SELECTED EXTRACT:
We couldn’t be more excited about Captain America: Civil War, but we also couldn’t be less enthused with its source material. The comic event was epic, but it was also a mess, where Iron Man inexplicably became a supervillianous arsehole. Here’s a guide to Marvel’s original Civil War that shows why we’re glad to see the movie seems to only be taking its name, and little else.
The Superhero Registration Act
When 2006’s Civil War begins — first with a seven issue main series, but eventually spinning out into 13 Civil War spinoff series and numerous tie-ins in Marvel’s ongoing titles — the US government is already considering mandating superheroes to reveal their identities to them and become Federal employees, in the wake of an increase in anti-hero sentiment. Heroes including Iron Man and Spider-Man head to Washington to delay such an act being passed, but an assassination attempt on Tony only serves to highlight the importance of the act, although it’s revealed to the reader that Tony planned the assassination attempt, as he’s actually hugely-pro Registration. Thus begins Tony’s maddeningly quick descent into arseholery.

MATERIAL SHOWN:
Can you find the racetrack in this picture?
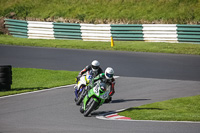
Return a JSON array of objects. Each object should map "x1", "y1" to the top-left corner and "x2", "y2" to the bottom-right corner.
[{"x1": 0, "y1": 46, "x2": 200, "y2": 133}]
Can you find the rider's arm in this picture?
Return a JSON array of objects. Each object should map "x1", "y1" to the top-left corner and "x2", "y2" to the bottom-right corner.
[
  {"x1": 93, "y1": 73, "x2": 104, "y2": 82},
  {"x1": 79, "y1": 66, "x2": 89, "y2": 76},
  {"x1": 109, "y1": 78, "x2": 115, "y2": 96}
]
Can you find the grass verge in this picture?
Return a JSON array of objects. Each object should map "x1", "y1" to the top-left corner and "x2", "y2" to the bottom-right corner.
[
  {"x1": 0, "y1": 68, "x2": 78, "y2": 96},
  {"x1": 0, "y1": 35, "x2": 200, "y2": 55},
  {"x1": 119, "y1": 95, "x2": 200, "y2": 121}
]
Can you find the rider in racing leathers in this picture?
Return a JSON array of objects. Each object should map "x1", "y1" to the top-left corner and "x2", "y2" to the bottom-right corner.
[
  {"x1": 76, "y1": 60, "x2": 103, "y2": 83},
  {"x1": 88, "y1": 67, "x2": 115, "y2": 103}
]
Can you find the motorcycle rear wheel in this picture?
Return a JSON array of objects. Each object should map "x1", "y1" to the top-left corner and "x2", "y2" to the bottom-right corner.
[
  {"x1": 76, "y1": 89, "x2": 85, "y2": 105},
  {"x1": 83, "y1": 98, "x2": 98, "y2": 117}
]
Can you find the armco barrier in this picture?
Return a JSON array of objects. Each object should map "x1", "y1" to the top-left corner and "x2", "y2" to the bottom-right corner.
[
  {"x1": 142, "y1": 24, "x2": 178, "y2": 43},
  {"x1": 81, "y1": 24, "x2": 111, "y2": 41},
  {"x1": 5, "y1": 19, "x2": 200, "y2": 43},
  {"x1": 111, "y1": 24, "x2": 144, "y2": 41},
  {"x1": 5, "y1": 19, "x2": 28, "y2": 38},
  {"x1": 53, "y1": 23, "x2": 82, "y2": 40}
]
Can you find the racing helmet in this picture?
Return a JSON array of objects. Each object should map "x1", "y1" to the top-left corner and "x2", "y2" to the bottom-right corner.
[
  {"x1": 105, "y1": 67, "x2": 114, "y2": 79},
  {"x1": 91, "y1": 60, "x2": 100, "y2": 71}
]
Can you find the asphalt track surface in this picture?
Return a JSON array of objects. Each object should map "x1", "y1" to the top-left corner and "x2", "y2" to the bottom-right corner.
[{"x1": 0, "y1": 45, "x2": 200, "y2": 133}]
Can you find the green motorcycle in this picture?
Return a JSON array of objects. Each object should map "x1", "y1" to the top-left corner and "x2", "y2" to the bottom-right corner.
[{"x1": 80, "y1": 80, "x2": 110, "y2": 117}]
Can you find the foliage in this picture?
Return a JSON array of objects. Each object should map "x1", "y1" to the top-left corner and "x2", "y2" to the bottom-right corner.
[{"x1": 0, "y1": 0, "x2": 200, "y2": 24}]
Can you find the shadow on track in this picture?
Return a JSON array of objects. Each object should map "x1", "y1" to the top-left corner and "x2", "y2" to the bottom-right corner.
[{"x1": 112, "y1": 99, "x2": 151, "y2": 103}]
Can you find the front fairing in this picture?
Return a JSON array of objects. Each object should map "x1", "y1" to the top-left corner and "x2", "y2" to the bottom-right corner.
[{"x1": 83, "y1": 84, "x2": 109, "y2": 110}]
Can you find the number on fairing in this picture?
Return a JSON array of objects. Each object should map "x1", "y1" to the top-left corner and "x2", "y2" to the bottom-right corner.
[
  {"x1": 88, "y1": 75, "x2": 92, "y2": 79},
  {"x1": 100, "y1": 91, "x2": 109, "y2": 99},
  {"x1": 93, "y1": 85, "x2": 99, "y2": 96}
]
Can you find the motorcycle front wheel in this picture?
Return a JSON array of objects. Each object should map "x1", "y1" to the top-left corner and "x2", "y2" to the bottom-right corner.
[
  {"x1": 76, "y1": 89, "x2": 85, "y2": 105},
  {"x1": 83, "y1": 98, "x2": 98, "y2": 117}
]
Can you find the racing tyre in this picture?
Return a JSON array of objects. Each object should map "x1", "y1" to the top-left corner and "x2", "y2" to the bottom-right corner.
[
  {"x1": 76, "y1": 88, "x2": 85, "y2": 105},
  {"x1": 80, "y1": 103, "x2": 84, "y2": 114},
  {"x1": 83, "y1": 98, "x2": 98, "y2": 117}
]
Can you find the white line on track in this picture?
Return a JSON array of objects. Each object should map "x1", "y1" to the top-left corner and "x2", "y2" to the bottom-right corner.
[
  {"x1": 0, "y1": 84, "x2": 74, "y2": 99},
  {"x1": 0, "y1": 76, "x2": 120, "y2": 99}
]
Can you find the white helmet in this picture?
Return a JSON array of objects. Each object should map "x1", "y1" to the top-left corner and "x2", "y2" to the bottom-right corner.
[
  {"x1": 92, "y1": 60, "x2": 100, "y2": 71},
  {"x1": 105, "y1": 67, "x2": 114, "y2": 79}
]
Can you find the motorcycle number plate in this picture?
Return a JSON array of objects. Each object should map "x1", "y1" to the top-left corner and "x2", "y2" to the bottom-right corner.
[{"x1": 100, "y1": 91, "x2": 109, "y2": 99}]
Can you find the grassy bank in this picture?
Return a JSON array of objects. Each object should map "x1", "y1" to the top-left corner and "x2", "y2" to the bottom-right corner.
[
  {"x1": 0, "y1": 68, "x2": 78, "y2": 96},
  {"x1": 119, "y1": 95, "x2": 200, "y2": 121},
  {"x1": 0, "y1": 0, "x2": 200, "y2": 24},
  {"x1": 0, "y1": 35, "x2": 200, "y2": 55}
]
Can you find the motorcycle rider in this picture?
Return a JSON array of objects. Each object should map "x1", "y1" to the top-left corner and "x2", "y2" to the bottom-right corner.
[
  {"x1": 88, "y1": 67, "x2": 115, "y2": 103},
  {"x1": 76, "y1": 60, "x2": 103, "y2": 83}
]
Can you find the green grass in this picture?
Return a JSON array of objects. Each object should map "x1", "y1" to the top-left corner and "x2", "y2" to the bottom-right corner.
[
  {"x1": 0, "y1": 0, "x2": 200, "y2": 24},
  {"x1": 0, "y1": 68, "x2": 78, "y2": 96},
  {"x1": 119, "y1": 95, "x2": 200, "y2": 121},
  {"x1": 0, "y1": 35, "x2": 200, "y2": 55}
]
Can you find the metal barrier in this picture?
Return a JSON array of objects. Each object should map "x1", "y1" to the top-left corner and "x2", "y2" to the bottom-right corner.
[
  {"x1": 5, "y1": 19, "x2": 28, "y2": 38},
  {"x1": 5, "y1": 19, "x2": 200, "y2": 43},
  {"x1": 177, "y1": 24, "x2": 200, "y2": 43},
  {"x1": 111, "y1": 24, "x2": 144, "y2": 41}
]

DIRECTIVES:
a) From the guide to Marvel's Civil War, reproduce the passage starting with "We couldn’t be" and going on through "and little else.".
b) In the guide to Marvel's Civil War, how many spinoff series did the 2006 event eventually spin out into?

RESULTS FOR EACH TASK:
a)
We couldn’t be more excited about Captain America: Civil War, but we also couldn’t be less enthused with its source material. The comic event was epic, but it was also a mess, where Iron Man inexplicably became a supervillianous arsehole. Here’s a guide to Marvel’s original Civil War that shows why we’re glad to see the movie seems to only be taking its name, and little else.

b) 13 Civil War spinoff series.